#### Exercise data
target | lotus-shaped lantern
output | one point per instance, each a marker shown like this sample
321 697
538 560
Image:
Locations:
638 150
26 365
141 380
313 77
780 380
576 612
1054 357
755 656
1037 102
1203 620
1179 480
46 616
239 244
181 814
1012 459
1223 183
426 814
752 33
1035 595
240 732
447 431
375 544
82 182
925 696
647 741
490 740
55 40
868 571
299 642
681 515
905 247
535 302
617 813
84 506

#### Action item
Every entry must be output again, exactly as written above.

#### Written reply
target | lotus-shaped lantern
output | one point per instance, each a marker shown like this sample
321 697
538 560
Image:
Locations:
638 150
26 365
141 380
313 77
780 380
576 612
1054 357
755 656
1037 102
1203 620
1179 480
46 616
239 244
181 814
1012 459
1223 183
426 814
752 33
1035 595
240 732
447 431
375 544
82 182
925 696
647 741
490 740
55 40
868 571
299 642
681 515
905 247
535 302
617 813
84 506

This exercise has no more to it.